Required work:
**a)** Reproduce verbatim the passage of the vivarium planting thread from "# How to put" up to and including "is much appreciated.".
**b)** Using the vivarium planting thread, answer each of the following:
(i) Which frogs is the tank meant for?
(ii) Which plant was the first poster told to use?
(iii) How deep a layer of hydroleca balls is recommended for the bottom of the tank?
**c)** Carry the vivarium planting thread forward from its final post, writing what comes next.

___ Extracted text ___

# How to put live plants into vivarium, HELP



## bobo10 (Sep 10, 2010)

Hi, im wanting to try and use live plants in a vivarium that will be getting setup over the weekend, and im going to try and use live plants within it, which i have never done before.
The tank is for the white lipped tree frogs, and i was told to use a Pothes plant, as they hold quite well apparently.
Iv been told you can put pebbles in the bottom and then lay down soil or woodchips on top, as this would act as a drainage.
Can somebody please just basically tell me what to do in order to get it right.
Any help is much appreciated.
Thanks.


----------



## OlyFroggyBoy (Nov 18, 2009)

You can use rocks yes, but they will make the tank very heavy as you will need about 2 or so inches of rocks. The best stuff to use are hydroleca balls, which are lightweight little clay balls. Fill the bottom of the tank with about 2-3 inches of them, then get some sort of weed mesh and lay it over the balls, this seperates the earth from the balls. Once the mesh is in place you can put your substrate in, if i was you just go with plain eco earth. then simply push the roots in the soil, if they dont feel sturdy enough, you could put some big pebbles round the base of the stem. Make sure the pebbles are too big for the frogs to eat. 

Hope this helps


----------



## bobo10 (Sep 10, 2010)

OlyFroggyBoy said:


> You can use rocks yes, but they will make the tank very heavy as you will need about 2 or so inches of rocks. The best stuff to use are hydroleca balls, which are lightweight little clay balls. Fill the bottom of the tank with about 2-3 inches of them, then get some sort of weed mesh and lay it over the balls, this seperates the earth from the balls. Once the mesh is in place you can put your substrate in, if i was you just go with plain eco earth. then simply push the roots in the soil, if they dont feel sturdy enough, you could put some big pebbles round the base of the stem. Make sure the pebbles are too big for the frogs to eat.

___ Stored records ___

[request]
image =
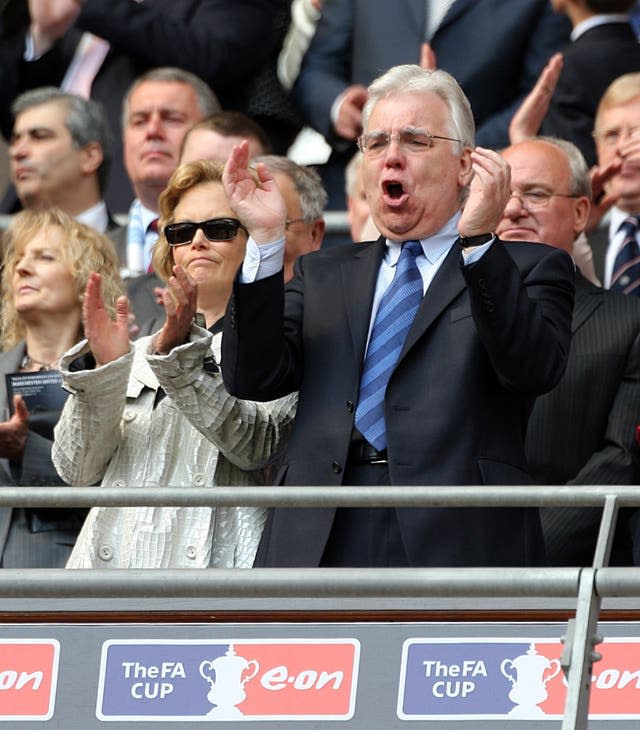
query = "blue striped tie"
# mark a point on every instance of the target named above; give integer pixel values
(626, 268)
(395, 314)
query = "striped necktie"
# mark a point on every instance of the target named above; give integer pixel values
(626, 268)
(395, 315)
(435, 14)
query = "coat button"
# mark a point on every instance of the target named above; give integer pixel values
(105, 552)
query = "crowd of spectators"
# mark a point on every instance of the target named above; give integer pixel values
(159, 139)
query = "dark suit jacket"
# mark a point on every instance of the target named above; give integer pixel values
(487, 339)
(591, 63)
(150, 315)
(583, 431)
(33, 538)
(222, 42)
(494, 48)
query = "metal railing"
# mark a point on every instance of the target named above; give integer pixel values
(587, 584)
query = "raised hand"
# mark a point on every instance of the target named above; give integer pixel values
(108, 338)
(349, 122)
(50, 20)
(527, 120)
(180, 301)
(13, 433)
(488, 193)
(601, 199)
(257, 203)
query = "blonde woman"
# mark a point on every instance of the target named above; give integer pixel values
(155, 412)
(48, 257)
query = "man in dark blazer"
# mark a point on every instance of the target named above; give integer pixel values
(492, 332)
(583, 431)
(617, 135)
(32, 538)
(604, 46)
(495, 49)
(221, 42)
(60, 154)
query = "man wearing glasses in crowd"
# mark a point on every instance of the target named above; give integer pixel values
(596, 404)
(417, 356)
(617, 134)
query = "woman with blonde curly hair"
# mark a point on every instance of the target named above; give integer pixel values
(155, 412)
(48, 257)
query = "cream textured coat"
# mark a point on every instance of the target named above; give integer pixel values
(198, 435)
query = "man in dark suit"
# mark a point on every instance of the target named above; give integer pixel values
(494, 48)
(583, 431)
(491, 332)
(60, 155)
(617, 135)
(31, 538)
(219, 41)
(604, 46)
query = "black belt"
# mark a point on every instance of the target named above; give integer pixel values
(362, 452)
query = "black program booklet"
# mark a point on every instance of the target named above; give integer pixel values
(43, 395)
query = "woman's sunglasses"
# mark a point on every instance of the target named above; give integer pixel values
(215, 229)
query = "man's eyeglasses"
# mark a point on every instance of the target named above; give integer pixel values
(532, 199)
(611, 137)
(215, 229)
(291, 221)
(411, 141)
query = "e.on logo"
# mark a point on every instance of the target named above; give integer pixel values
(28, 676)
(232, 680)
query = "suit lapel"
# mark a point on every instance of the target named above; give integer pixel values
(359, 276)
(445, 287)
(458, 8)
(587, 299)
(418, 9)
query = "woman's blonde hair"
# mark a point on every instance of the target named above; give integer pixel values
(188, 176)
(84, 250)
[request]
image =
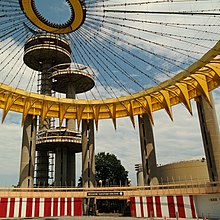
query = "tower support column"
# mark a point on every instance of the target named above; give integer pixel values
(210, 135)
(88, 154)
(28, 152)
(147, 149)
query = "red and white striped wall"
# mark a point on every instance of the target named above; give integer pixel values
(163, 206)
(40, 207)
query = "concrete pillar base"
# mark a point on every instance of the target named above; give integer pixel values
(147, 149)
(26, 178)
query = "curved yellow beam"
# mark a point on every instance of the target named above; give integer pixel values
(200, 78)
(76, 20)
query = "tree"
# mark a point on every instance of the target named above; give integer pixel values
(110, 170)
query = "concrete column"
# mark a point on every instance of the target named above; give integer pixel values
(71, 169)
(43, 157)
(88, 154)
(211, 137)
(147, 149)
(71, 93)
(26, 178)
(91, 153)
(42, 168)
(85, 158)
(61, 166)
(71, 157)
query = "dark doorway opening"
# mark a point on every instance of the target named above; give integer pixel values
(112, 207)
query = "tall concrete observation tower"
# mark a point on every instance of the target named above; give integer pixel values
(54, 146)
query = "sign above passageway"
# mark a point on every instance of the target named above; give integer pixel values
(105, 193)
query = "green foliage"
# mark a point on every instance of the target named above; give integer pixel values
(110, 170)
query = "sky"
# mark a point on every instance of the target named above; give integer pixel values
(174, 141)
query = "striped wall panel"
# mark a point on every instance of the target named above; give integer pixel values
(40, 207)
(163, 206)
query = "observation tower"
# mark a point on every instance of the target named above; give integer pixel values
(54, 146)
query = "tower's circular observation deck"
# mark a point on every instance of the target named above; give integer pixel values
(51, 138)
(77, 75)
(46, 49)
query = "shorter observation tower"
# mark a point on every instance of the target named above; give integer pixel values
(52, 146)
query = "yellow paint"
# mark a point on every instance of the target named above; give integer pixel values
(76, 22)
(200, 78)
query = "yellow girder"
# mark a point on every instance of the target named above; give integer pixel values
(34, 17)
(200, 78)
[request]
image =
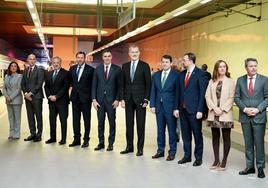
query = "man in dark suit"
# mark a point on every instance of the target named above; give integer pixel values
(57, 88)
(81, 76)
(135, 93)
(32, 87)
(163, 104)
(192, 88)
(251, 96)
(106, 97)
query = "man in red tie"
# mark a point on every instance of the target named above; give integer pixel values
(105, 94)
(251, 97)
(191, 104)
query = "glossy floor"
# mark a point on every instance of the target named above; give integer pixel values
(26, 164)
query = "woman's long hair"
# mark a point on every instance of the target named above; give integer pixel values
(9, 67)
(215, 70)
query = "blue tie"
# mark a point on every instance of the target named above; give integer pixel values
(78, 70)
(132, 71)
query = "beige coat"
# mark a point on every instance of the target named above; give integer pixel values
(226, 100)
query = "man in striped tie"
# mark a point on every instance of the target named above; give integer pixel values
(192, 87)
(251, 96)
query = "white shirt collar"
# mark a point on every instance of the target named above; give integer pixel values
(253, 77)
(191, 68)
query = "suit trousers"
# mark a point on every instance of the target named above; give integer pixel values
(55, 110)
(34, 111)
(104, 108)
(14, 116)
(254, 136)
(189, 125)
(85, 109)
(164, 120)
(131, 109)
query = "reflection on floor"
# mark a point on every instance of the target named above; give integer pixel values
(39, 165)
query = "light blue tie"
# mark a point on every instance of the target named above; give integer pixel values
(132, 71)
(164, 79)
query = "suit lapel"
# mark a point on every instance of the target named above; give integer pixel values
(137, 69)
(256, 84)
(110, 72)
(167, 79)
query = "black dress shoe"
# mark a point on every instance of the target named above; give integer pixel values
(158, 155)
(127, 150)
(261, 173)
(62, 142)
(85, 144)
(139, 153)
(170, 158)
(110, 148)
(49, 141)
(30, 138)
(37, 139)
(75, 143)
(197, 163)
(247, 171)
(99, 147)
(184, 160)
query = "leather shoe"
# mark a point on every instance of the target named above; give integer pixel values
(49, 141)
(29, 138)
(261, 173)
(127, 150)
(170, 158)
(37, 139)
(184, 160)
(197, 163)
(99, 147)
(85, 144)
(75, 143)
(139, 153)
(110, 148)
(62, 142)
(247, 171)
(158, 155)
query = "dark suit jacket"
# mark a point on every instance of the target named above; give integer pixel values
(140, 88)
(193, 96)
(167, 94)
(33, 84)
(109, 89)
(81, 90)
(60, 87)
(259, 99)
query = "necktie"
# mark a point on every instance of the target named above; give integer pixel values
(250, 87)
(54, 75)
(132, 71)
(106, 72)
(30, 72)
(186, 79)
(164, 79)
(78, 71)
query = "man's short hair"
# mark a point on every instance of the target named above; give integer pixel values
(81, 52)
(56, 57)
(191, 56)
(106, 51)
(250, 59)
(167, 57)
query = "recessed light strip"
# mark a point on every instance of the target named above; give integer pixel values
(34, 14)
(192, 4)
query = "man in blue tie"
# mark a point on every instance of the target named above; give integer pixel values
(192, 88)
(81, 76)
(163, 104)
(251, 96)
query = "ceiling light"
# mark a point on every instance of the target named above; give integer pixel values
(159, 22)
(180, 13)
(205, 1)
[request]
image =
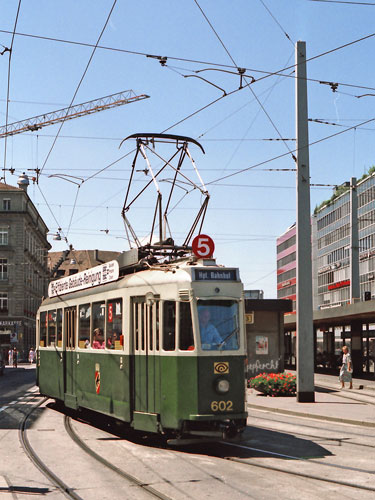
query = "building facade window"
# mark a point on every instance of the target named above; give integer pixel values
(6, 204)
(3, 235)
(3, 269)
(3, 301)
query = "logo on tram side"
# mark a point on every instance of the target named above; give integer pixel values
(97, 378)
(221, 367)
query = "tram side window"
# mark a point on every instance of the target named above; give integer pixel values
(186, 341)
(84, 326)
(59, 327)
(52, 328)
(115, 338)
(157, 324)
(97, 325)
(43, 329)
(169, 325)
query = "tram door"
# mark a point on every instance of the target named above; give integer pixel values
(70, 342)
(146, 367)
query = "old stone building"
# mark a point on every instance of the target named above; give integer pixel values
(23, 266)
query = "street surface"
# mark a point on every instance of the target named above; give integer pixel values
(288, 455)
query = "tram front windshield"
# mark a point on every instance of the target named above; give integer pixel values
(219, 324)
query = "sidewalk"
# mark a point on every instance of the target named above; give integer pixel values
(356, 406)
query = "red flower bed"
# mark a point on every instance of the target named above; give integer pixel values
(274, 384)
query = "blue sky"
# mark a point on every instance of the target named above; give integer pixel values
(247, 211)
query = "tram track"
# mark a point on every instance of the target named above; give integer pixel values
(129, 477)
(36, 460)
(306, 475)
(370, 399)
(339, 441)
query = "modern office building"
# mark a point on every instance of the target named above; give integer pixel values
(286, 265)
(23, 266)
(343, 252)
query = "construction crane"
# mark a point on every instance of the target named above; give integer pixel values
(86, 108)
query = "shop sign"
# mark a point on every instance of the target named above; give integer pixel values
(98, 275)
(339, 284)
(261, 344)
(249, 318)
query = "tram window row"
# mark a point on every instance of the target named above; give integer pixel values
(156, 325)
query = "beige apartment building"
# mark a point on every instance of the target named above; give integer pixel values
(23, 266)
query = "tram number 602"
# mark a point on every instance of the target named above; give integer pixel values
(221, 405)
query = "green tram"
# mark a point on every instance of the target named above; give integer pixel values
(162, 348)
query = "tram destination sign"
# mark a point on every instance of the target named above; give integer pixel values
(98, 275)
(216, 274)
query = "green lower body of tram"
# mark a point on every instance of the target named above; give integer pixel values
(178, 396)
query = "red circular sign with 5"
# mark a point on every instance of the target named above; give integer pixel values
(203, 246)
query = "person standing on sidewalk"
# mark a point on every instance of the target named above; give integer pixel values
(10, 357)
(15, 355)
(31, 356)
(346, 368)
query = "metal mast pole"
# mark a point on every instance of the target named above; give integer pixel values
(354, 243)
(304, 320)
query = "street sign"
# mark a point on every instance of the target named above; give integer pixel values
(203, 246)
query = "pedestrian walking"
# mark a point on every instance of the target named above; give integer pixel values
(15, 356)
(346, 368)
(10, 357)
(31, 356)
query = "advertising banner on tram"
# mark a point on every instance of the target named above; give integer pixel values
(98, 275)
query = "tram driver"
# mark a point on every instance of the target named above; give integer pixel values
(98, 342)
(210, 337)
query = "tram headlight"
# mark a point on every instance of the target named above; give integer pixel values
(222, 385)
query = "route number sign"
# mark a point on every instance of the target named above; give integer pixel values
(203, 246)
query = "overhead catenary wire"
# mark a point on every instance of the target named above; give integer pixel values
(8, 83)
(248, 85)
(209, 63)
(277, 22)
(345, 1)
(116, 160)
(286, 154)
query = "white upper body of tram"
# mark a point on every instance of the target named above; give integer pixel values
(190, 307)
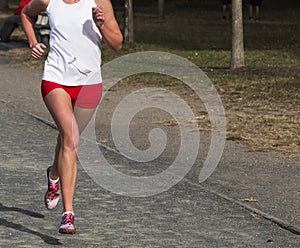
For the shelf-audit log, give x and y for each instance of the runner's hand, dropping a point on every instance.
(37, 50)
(98, 16)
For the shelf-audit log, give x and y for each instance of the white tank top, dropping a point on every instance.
(75, 44)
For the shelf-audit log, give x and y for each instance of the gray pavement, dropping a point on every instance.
(216, 213)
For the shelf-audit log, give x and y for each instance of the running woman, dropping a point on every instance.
(71, 81)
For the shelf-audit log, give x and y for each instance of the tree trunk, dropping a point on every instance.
(237, 44)
(4, 5)
(161, 8)
(128, 22)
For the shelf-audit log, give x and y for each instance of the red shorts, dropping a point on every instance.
(87, 96)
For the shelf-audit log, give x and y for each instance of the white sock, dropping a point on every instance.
(53, 180)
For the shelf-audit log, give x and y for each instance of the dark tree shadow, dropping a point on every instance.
(20, 210)
(3, 222)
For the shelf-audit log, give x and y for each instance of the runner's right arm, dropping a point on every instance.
(28, 17)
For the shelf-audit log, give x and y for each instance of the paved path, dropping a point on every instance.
(189, 214)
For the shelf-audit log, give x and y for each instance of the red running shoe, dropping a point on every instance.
(67, 223)
(52, 194)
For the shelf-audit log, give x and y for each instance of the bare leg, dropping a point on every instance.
(59, 105)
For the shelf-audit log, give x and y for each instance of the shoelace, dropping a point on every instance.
(53, 190)
(68, 219)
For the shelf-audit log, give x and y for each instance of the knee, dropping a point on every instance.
(70, 142)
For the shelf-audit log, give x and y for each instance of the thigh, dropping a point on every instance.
(60, 107)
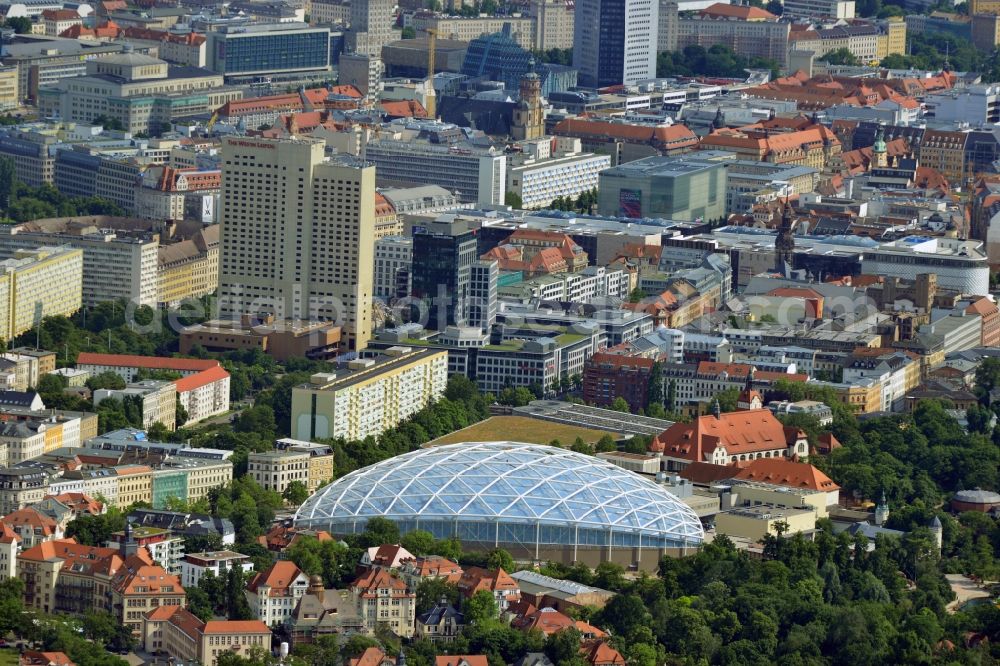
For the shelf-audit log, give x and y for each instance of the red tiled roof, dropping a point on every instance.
(476, 578)
(32, 518)
(235, 627)
(749, 431)
(404, 108)
(203, 378)
(738, 12)
(149, 362)
(460, 660)
(787, 473)
(77, 557)
(376, 579)
(278, 577)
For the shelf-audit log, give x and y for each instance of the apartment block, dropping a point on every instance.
(176, 632)
(116, 265)
(540, 180)
(369, 395)
(35, 284)
(284, 210)
(158, 399)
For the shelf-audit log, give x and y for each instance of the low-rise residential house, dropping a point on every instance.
(140, 586)
(218, 563)
(180, 634)
(32, 526)
(428, 567)
(441, 624)
(274, 593)
(504, 588)
(383, 598)
(726, 438)
(324, 612)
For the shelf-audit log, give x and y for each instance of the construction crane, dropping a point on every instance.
(430, 96)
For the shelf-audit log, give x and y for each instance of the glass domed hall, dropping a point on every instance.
(538, 502)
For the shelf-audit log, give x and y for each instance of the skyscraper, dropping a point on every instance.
(371, 27)
(297, 234)
(614, 41)
(454, 285)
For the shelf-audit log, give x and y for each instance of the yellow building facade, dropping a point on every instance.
(36, 284)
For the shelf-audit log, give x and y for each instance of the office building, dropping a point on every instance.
(276, 49)
(553, 23)
(35, 284)
(740, 29)
(157, 398)
(431, 153)
(297, 235)
(141, 92)
(116, 264)
(441, 274)
(833, 9)
(674, 188)
(369, 395)
(43, 61)
(371, 27)
(522, 29)
(393, 260)
(282, 339)
(9, 98)
(615, 41)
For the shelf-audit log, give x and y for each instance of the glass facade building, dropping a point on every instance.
(269, 49)
(508, 494)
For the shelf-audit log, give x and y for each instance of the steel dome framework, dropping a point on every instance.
(507, 493)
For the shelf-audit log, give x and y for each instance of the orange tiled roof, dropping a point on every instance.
(235, 627)
(721, 10)
(76, 557)
(786, 473)
(278, 577)
(749, 431)
(380, 579)
(149, 362)
(203, 378)
(79, 502)
(404, 108)
(138, 577)
(477, 578)
(460, 660)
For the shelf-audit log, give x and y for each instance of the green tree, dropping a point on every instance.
(295, 493)
(481, 608)
(498, 558)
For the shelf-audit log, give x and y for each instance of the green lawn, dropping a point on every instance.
(520, 429)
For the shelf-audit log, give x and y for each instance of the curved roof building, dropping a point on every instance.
(539, 502)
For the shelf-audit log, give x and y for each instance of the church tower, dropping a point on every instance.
(529, 121)
(880, 155)
(784, 243)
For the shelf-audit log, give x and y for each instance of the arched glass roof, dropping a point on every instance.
(504, 482)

___

Solved tasks:
**a)**
# How to put live plants into vivarium, HELP



## bobo10 (Sep 10, 2010)

Hi, im wanting to try and use live plants in a vivarium that will be getting setup over the weekend, and im going to try and use live plants within it, which i have never done before.
The tank is for the white lipped tree frogs, and i was told to use a Pothes plant, as they hold quite well apparently.
Iv been told you can put pebbles in the bottom and then lay down soil or woodchips on top, as this would act as a drainage.
Can somebody please just basically tell me what to do in order to get it right.
Any help is much appreciated.

**b)**
(i) White lipped tree frogs.
(ii) A Pothes plant.
(iii) About 2-3 inches.

**c)**
> 
> Hope this helps


Would i not just be able to use woodchippings or cocofibre, and just put the plant pot into that.
What do you reckon.
Thankyou


----------



## Ron Magpie (Oct 11, 2009)

bobo10 said:


> Would i not just be able to use woodchippings or cocofibre, and just put the plant pot into that.
> What do you reckon.
> Thankyou


 Yes, you could, although it might be best to repot the plants in fresh, fertiliser-free soil. The advantage of doing it that way is that if the plants peg it (some probably will!) you can just hoik out the pot and bung in a replacement.


----------



## bobo10 (Sep 10, 2010)

Ron Magpie said:


> Yes, you could, although it might be best to repot the plants in fresh, fertiliser-free soil. The advantage of doing it that way is that if the plants peg it (some probably will!) you can just hoik out the pot and bung in a replacement.


Ok cool, Thanks for that, appreciate it.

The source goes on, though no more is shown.